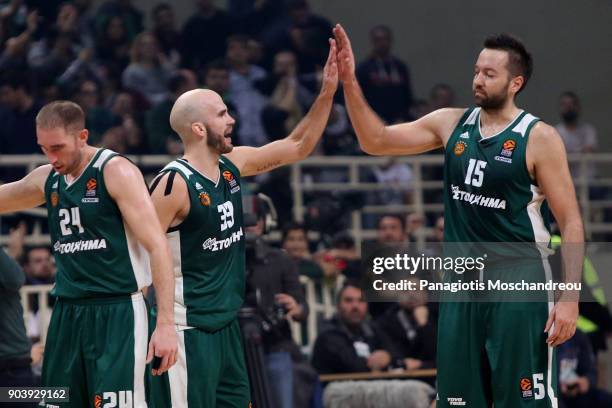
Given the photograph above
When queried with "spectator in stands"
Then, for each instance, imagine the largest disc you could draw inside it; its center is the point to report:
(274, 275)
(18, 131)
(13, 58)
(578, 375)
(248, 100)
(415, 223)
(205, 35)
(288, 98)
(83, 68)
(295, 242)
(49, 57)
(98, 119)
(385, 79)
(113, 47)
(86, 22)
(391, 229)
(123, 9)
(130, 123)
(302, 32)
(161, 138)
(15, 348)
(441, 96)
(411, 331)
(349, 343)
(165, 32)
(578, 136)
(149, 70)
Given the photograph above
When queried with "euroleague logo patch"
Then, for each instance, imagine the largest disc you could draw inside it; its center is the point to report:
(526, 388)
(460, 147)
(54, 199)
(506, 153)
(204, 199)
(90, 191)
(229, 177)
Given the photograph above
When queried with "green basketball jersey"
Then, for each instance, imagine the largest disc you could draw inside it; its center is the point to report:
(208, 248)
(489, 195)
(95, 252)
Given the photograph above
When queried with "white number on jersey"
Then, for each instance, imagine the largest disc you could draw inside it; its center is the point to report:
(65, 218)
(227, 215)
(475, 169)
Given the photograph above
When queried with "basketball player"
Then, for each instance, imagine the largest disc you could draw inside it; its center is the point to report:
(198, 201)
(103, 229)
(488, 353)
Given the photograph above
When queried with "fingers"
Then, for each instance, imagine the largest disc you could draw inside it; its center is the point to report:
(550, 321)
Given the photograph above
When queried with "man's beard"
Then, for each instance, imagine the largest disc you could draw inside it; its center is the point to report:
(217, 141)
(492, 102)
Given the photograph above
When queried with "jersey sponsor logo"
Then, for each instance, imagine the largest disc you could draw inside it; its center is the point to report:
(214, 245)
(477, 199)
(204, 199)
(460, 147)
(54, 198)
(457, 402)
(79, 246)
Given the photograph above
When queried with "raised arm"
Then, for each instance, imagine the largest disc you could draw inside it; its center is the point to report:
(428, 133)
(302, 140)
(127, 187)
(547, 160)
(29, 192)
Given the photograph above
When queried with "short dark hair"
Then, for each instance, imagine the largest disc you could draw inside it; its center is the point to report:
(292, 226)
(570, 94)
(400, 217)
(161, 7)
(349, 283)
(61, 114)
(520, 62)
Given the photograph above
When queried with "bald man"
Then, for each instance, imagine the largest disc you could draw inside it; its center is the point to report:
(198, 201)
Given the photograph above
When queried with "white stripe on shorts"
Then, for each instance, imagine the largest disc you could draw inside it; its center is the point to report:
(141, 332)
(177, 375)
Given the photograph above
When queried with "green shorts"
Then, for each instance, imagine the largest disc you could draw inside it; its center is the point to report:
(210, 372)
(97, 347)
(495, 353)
■ ■ ■ ■ ■ ■ ■
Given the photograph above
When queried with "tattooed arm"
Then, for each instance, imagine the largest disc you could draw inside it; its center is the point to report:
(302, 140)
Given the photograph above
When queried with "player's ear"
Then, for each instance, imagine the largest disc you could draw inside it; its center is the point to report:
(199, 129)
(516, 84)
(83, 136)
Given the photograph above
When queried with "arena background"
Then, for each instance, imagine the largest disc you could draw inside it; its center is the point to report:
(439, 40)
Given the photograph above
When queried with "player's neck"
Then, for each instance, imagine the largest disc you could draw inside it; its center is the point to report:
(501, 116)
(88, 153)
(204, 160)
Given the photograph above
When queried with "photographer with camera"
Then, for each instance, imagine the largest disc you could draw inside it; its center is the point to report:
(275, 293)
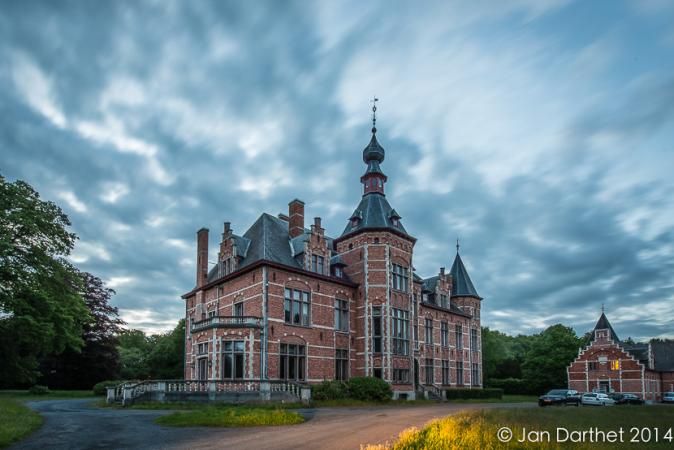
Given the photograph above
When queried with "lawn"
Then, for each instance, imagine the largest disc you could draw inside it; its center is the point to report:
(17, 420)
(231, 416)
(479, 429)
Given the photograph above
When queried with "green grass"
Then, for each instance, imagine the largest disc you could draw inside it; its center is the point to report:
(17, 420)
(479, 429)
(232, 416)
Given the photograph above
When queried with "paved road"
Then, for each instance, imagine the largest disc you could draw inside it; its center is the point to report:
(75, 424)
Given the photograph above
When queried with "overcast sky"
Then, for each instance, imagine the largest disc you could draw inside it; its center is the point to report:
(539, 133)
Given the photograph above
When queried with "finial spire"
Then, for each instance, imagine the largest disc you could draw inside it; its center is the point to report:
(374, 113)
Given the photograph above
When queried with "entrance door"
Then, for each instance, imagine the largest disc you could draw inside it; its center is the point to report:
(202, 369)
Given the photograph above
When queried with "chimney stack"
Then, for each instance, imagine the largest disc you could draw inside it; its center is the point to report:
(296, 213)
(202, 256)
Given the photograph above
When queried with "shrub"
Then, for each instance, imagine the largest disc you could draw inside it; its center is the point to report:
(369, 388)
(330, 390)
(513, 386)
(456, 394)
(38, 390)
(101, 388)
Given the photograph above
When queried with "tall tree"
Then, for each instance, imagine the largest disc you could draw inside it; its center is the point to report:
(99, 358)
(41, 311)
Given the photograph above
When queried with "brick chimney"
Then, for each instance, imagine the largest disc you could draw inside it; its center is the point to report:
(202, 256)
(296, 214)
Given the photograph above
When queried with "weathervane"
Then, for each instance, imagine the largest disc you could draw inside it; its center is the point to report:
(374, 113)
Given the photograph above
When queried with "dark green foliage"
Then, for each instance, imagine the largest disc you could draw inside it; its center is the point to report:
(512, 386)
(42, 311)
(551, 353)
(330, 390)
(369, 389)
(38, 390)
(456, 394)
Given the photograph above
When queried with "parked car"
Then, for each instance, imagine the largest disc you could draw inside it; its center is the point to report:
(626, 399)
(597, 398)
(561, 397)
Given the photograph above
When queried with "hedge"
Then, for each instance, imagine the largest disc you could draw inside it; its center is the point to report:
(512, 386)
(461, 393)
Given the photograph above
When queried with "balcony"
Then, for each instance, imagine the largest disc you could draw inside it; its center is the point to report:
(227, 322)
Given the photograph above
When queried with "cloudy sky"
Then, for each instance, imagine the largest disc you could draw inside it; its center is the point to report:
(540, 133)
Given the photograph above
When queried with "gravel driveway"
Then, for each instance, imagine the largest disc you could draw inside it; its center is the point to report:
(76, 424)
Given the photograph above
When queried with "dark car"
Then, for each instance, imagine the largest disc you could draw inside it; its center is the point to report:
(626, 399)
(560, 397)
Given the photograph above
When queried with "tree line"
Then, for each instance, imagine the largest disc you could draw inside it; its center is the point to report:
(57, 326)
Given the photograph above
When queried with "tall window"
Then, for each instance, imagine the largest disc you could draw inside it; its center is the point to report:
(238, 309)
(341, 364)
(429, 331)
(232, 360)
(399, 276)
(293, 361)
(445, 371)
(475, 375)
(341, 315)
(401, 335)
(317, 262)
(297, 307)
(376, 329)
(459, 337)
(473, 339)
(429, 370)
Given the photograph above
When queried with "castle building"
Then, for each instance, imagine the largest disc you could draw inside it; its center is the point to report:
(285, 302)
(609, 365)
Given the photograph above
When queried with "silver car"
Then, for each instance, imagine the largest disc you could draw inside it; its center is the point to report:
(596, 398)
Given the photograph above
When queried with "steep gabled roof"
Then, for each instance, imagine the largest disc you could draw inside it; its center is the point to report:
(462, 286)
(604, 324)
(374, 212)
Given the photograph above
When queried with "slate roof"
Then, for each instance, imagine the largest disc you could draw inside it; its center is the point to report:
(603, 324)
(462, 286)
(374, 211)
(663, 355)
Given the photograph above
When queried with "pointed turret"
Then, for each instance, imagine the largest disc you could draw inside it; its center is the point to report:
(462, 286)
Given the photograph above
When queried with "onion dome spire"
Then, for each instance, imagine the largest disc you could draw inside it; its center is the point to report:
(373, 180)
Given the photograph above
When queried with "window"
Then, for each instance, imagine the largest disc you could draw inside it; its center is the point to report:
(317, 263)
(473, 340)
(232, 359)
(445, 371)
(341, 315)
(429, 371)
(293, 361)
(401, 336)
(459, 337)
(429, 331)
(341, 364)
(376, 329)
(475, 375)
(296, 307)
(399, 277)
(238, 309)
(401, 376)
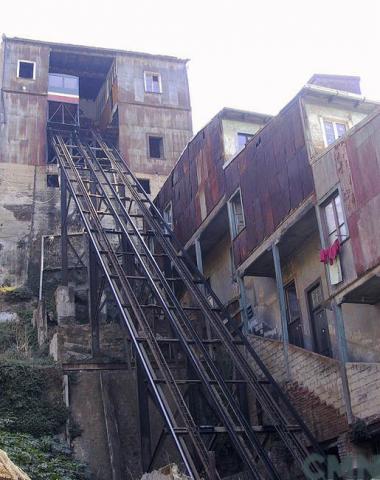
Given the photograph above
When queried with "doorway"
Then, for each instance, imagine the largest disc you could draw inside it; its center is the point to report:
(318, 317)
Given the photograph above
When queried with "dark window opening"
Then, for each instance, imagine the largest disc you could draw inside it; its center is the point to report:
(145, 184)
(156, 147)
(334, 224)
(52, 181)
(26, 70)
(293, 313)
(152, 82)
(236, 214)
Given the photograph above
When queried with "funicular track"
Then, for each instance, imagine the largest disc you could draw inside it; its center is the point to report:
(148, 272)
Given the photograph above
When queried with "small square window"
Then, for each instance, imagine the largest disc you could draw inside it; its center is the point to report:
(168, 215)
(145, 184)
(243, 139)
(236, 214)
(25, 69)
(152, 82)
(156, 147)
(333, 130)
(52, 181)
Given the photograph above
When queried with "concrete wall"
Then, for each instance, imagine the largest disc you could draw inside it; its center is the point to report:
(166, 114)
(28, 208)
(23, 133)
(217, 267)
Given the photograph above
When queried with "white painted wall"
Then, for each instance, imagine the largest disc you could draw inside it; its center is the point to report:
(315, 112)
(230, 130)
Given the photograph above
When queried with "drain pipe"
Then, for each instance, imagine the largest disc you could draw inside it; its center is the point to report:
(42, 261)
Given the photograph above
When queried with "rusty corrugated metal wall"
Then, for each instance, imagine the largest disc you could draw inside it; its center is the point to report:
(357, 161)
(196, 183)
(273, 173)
■ ■ ■ ■ ■ ■ ■
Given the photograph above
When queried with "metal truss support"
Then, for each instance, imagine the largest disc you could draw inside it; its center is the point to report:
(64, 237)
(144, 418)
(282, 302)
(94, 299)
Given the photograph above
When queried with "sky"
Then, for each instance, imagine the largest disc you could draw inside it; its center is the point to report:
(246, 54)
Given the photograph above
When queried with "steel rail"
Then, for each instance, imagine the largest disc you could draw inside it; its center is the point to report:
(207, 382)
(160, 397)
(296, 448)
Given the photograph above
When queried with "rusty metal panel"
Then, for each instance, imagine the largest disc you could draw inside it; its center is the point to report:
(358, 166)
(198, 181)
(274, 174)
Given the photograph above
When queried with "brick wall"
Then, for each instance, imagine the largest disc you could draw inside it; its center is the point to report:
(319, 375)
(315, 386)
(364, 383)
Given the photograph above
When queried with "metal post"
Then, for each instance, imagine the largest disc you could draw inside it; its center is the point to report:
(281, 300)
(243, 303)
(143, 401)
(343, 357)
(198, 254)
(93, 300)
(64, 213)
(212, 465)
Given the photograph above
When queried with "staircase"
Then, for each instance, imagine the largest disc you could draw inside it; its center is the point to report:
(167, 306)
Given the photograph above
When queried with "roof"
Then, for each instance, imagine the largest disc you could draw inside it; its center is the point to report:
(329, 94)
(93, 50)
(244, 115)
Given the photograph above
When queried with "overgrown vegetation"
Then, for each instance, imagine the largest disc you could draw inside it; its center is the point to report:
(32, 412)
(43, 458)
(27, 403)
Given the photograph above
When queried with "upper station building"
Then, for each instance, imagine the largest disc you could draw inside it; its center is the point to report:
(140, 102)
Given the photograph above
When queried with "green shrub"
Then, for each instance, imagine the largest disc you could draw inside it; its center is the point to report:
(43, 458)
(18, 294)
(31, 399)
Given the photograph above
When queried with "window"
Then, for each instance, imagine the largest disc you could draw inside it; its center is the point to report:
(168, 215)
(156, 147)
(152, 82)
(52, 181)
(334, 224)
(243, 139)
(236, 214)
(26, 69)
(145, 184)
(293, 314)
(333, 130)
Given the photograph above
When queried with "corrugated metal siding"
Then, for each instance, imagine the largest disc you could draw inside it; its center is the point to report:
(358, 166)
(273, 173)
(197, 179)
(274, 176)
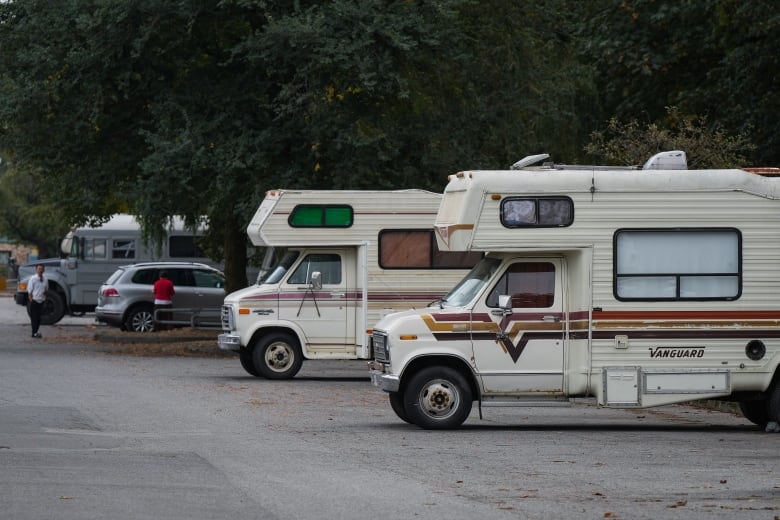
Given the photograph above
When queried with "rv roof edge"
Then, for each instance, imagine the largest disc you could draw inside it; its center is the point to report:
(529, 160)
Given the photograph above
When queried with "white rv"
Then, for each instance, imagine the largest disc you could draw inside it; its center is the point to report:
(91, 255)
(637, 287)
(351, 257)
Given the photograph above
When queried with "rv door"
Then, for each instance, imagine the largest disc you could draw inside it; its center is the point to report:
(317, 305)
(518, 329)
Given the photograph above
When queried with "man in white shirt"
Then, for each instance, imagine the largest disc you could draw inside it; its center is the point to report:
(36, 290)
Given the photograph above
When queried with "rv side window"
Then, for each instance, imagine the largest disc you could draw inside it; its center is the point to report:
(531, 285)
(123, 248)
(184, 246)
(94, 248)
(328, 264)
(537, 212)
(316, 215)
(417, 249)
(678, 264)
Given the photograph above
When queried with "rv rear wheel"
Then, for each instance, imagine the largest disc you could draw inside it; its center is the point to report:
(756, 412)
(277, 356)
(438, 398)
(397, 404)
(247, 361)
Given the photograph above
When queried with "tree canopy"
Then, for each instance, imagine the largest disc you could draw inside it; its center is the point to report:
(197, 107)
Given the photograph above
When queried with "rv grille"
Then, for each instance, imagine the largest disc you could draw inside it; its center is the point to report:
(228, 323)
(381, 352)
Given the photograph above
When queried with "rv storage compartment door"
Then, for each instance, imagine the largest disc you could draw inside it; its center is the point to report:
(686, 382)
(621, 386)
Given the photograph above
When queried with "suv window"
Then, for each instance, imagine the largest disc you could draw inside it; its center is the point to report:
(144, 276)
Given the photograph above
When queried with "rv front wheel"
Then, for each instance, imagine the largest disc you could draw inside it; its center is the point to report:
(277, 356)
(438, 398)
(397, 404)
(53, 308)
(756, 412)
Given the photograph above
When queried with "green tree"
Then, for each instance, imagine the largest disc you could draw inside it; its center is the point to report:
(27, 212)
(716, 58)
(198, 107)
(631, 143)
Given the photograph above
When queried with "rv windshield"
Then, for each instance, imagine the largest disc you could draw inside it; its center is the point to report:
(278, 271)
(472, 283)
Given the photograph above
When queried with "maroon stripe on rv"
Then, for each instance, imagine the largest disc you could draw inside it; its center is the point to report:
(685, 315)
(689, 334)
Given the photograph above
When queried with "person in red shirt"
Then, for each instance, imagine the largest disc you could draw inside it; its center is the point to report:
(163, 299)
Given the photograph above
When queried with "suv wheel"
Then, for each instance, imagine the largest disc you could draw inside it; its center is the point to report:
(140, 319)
■ ■ ■ ■ ■ ■ ■
- _PROBLEM DETAILS_
Wherever the word "logo" turns up in the records, copy out the line it is on.

- _RESPONSE BOX_
When queried with "euroleague logo patch"
When queried with "jersey sponsor logo"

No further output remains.